Excerpted data =

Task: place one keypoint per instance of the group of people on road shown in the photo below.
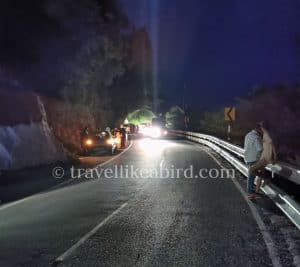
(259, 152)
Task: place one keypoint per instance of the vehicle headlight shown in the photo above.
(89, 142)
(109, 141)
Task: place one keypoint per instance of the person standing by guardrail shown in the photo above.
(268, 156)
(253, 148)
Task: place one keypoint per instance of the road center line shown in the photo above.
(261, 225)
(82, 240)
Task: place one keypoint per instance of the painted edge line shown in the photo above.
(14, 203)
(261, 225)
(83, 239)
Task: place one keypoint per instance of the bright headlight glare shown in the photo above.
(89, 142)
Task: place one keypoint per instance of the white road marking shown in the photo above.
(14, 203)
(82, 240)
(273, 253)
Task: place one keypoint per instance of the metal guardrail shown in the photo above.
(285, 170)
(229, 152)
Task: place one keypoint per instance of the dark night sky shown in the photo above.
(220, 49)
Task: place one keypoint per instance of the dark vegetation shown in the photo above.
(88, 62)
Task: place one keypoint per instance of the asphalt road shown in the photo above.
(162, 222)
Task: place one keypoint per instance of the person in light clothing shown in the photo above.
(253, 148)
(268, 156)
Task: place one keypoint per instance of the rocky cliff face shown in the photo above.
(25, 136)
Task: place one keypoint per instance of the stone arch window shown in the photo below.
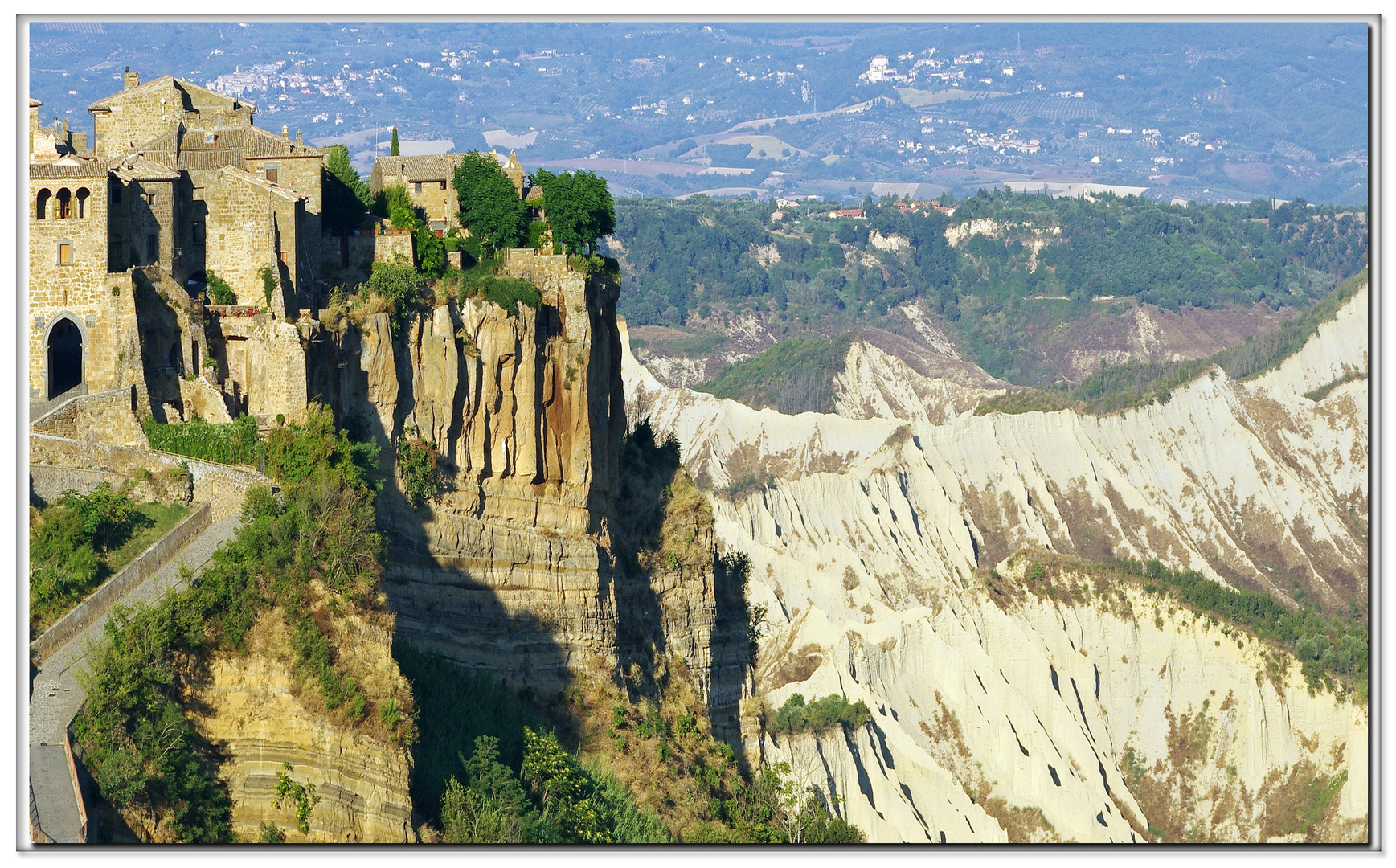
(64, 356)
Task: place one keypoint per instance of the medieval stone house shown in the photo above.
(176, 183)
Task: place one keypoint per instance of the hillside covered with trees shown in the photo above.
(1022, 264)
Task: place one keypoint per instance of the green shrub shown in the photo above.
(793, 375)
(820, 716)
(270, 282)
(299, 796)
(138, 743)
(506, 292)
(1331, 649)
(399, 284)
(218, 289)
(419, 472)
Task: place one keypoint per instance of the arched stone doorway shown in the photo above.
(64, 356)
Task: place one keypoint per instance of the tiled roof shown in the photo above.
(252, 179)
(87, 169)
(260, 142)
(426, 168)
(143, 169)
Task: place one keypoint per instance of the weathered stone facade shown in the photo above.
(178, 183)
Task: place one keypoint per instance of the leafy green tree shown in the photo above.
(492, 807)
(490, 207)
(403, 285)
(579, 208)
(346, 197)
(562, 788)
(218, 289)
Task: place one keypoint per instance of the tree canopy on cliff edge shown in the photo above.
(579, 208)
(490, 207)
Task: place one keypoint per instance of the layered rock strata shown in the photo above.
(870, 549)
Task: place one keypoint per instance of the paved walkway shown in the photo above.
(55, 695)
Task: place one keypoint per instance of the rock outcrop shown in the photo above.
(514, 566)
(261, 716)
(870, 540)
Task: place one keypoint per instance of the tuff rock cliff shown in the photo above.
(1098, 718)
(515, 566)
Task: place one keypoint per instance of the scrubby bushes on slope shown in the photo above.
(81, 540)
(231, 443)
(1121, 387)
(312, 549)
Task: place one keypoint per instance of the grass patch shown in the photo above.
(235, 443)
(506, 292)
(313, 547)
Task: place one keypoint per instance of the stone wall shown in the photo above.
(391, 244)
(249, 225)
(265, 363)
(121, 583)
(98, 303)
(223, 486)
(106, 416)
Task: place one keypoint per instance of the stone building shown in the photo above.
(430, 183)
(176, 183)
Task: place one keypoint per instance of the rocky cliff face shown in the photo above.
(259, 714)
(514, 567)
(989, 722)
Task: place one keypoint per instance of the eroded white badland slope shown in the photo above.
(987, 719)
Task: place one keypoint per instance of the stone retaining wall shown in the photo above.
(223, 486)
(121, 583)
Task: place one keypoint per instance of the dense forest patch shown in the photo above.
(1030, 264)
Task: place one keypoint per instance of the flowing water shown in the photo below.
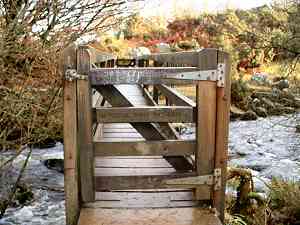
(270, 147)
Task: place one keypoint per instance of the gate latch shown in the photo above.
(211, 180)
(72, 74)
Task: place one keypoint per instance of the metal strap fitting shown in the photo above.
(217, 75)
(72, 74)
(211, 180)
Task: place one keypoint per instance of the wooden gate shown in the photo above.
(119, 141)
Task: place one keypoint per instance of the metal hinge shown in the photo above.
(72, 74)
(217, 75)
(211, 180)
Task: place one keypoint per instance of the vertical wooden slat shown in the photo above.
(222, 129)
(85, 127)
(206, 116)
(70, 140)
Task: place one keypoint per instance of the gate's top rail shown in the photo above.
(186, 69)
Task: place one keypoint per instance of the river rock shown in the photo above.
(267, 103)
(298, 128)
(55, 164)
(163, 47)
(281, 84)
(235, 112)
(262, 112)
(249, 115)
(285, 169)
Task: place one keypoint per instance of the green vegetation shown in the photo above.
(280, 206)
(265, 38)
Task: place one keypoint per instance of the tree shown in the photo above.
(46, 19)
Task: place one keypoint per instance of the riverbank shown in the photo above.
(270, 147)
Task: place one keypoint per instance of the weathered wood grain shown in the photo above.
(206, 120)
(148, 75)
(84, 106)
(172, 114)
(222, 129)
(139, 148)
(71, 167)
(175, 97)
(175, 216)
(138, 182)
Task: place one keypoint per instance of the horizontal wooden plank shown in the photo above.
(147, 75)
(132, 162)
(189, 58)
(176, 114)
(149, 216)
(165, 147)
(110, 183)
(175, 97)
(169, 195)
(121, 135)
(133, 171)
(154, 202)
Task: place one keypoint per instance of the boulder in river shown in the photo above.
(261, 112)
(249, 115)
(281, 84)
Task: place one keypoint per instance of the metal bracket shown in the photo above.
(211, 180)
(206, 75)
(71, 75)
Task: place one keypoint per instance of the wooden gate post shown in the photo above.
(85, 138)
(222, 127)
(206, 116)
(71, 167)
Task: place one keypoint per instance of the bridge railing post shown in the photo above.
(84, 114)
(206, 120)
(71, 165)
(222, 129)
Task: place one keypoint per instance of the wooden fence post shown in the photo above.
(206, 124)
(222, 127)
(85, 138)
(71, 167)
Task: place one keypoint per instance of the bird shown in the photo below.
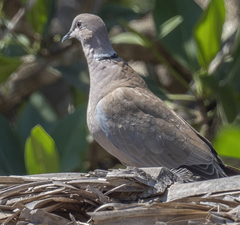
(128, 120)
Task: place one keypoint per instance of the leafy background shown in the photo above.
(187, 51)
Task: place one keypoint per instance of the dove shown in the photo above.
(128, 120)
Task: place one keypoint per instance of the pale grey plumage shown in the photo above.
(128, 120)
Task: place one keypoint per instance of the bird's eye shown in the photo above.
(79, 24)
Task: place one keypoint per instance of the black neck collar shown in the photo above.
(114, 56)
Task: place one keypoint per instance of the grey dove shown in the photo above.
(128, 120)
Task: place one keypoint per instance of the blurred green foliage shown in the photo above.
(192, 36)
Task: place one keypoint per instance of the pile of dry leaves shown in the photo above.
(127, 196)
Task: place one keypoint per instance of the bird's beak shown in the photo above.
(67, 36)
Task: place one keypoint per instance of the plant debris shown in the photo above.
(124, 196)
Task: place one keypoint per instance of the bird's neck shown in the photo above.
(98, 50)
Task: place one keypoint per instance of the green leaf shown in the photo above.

Task brief =
Exclude the pictures. Write out the remaining data exactly.

Correct answer =
Task: place one keypoint per instance of the group of people on road shown in the photo below.
(259, 152)
Task: place one keypoint per instance of the vehicle headlight shown in the photo above.
(89, 142)
(109, 141)
Task: place one keypoint per instance of the person standing by guardrail shown in the photo above.
(268, 156)
(253, 148)
Task: place one keypoint per instance of the road center line shown in the photo above.
(261, 225)
(82, 240)
Task: place one keypoint per instance of the painted edge line shown in the photo above.
(14, 203)
(261, 225)
(83, 239)
Task: place one keypoint per instance of the bright headlight glare shown in the photo above.
(89, 142)
Task: place one keypoint per instance of the white road marking shown in the photo above.
(14, 203)
(82, 240)
(273, 253)
Task: place one keypoint per instance of the metal guardrail shown in the photo above.
(285, 170)
(229, 152)
Task: place one keypoint per instance of the dark night sky shown in the photo above.
(220, 49)
Task: place one keypoint per instance of the dark vegetation shown in the photo above.
(88, 62)
Task: place one keypoint per instance of the asphalt road shown in the photo above.
(162, 222)
Task: place one keypoint per instance of the person in light clothing shown in the photo above.
(253, 148)
(268, 156)
Task: place one keypoint per instance of the rocky cliff face shown in the photo above.
(25, 136)
Task: place one keypoint per instance of the stone arch window shown in the photo below.
(64, 356)
Task: place one keypoint per instance of the medieval stone house shown in the photo above.
(176, 183)
Task: place one keypoint per instance of the hillside covered with trees shown in the photo above.
(1022, 264)
Task: place one keypoint per instance of the green shrub shown in the photo above.
(793, 375)
(820, 716)
(270, 282)
(299, 796)
(138, 743)
(506, 292)
(1331, 649)
(399, 284)
(218, 289)
(419, 472)
Task: place one keypoint per instance of the arched stone doorway shown in the photo above.
(64, 356)
Task: place one keypoint per instance of the tiled roof shown in the photo above.
(252, 179)
(87, 169)
(260, 142)
(426, 168)
(143, 169)
Task: place one keypoint per instance of the weathered stone facade shown in the photo above.
(178, 183)
Task: place one keypoint per instance of the leafy green tree shown in the photo above.
(492, 807)
(490, 207)
(403, 285)
(579, 208)
(346, 197)
(562, 788)
(218, 289)
Task: place one keypoint per instance of the tree canopy on cliff edge shown in the photo above.
(579, 208)
(490, 207)
Task: place one keypoint per instance of the layered rock strata shown in the photo above.
(870, 549)
Task: place one keypoint per instance of the paved walkway shown in the photo above.
(55, 695)
Task: place one keypoint per instance of the rock outcrop shown in the photo above.
(514, 566)
(261, 716)
(870, 540)
Task: place one keypoint per instance of the tuff rock cliff shown in the photo above.
(1098, 718)
(515, 566)
Task: place one keypoint per instance of the scrubby bushes on slope shown in the photo above.
(81, 540)
(231, 443)
(1121, 387)
(312, 549)
Task: place one keypoint per instance of the grass patch shown in the photo above.
(235, 443)
(506, 292)
(313, 547)
Task: place one keypoint per instance of the stone wall shown in the photo above.
(391, 244)
(249, 225)
(265, 363)
(121, 583)
(98, 303)
(223, 486)
(106, 416)
Task: place one keypoint per instance of the stone building shown in the photo above.
(430, 183)
(176, 183)
Task: place one keypoint per instance of the rocky cliff face shown in the photo above.
(259, 714)
(514, 567)
(989, 722)
Task: place one keypoint per instance of the eroded white badland slope shown in the photo above.
(987, 719)
Task: place one keypoint per instance of the stone retaining wall shown in the photo above.
(223, 486)
(121, 583)
Task: place one keypoint per instance of the dense forest patch shown in the photo above.
(1030, 264)
Task: place one keypoint per instance of the flowing water shown in the photo below.
(270, 147)
Task: place one keypoint per instance of the gate latch shown in the photo above.
(211, 180)
(72, 74)
Task: place one keypoint per instance of the metal strap fitting shown in the photo above.
(217, 75)
(72, 74)
(211, 180)
Task: place one keypoint per instance of the wooden gate shown in the photo above.
(119, 141)
Task: place one keypoint per instance of the metal hinge shown in the photo above.
(72, 74)
(217, 75)
(211, 180)
Task: place one keypoint per instance of the vertical wooden slat shown in the photo above.
(222, 129)
(85, 127)
(206, 116)
(70, 140)
Task: place one keypoint per instance of the gate's top rail shown in the photo above.
(186, 69)
Task: place one keypoint per instance of the river rock shown in the photo above.
(267, 103)
(298, 128)
(55, 164)
(163, 47)
(281, 84)
(235, 112)
(262, 112)
(249, 115)
(285, 169)
Task: place one keypoint per instance of the green vegetation shown in the photo above.
(280, 206)
(265, 38)
Task: place one keypoint per instance of the tree shown in the photo above.
(46, 19)
Task: place one keypoint per instance of the riverbank shown in the photo above.
(270, 147)
Task: place one keypoint per instance of the weathered wood grain shown in the photo above.
(206, 120)
(148, 75)
(84, 106)
(172, 114)
(222, 129)
(139, 148)
(71, 167)
(175, 97)
(175, 216)
(138, 182)
Task: place one keypoint per instance of the horizontal wooden plank shown in the photo above.
(147, 75)
(132, 162)
(189, 58)
(176, 114)
(149, 216)
(165, 147)
(110, 183)
(175, 97)
(169, 195)
(121, 135)
(133, 171)
(154, 202)
Task: place one keypoint per instance of the boulder in river shown in the photo above.
(261, 112)
(249, 115)
(281, 84)
Task: place one keypoint per instance of the metal bracket shown in the photo above.
(211, 180)
(206, 75)
(71, 75)
Task: place one keypoint per instance of the wooden gate post shown in the photo above.
(85, 138)
(222, 127)
(206, 116)
(71, 167)
Task: place one keypoint per instance of the bridge railing post shown in the photo above.
(84, 114)
(206, 120)
(71, 165)
(222, 129)
Task: place one keypoint per instance of the wooden fence post shown in the photo above.
(206, 124)
(222, 127)
(85, 138)
(71, 167)
Task: place one keypoint per instance of the bird shown in the photo below.
(128, 120)
Task: place one keypoint per instance of the leafy background shown in the photo above.
(187, 51)
Task: place one keypoint per instance of the dove shown in the photo above.
(128, 120)
Task: place one keypoint per instance of the pale grey plumage shown in the photo above.
(128, 120)
Task: place one keypoint per instance of the bird's eye shown in the photo above.
(79, 24)
Task: place one keypoint per instance of the black neck collar shown in the photo above.
(114, 56)
Task: place one keypoint per instance of the grey dove shown in the photo above.
(128, 120)
Task: place one keypoint per instance of the blurred green foliage shown in the photo above.
(192, 36)
Task: place one keypoint per instance of the pile of dry leaves shown in the photo above.
(127, 196)
Task: place one keypoint per instance of the bird's beak shown in the photo above.
(67, 36)
Task: place one keypoint per instance of the plant debris shown in the photo above.
(124, 196)
Task: place one keypoint per instance of the bird's neck shown in the photo above.
(98, 50)
Task: place one keypoint per instance of the green leaf shown in the photo above.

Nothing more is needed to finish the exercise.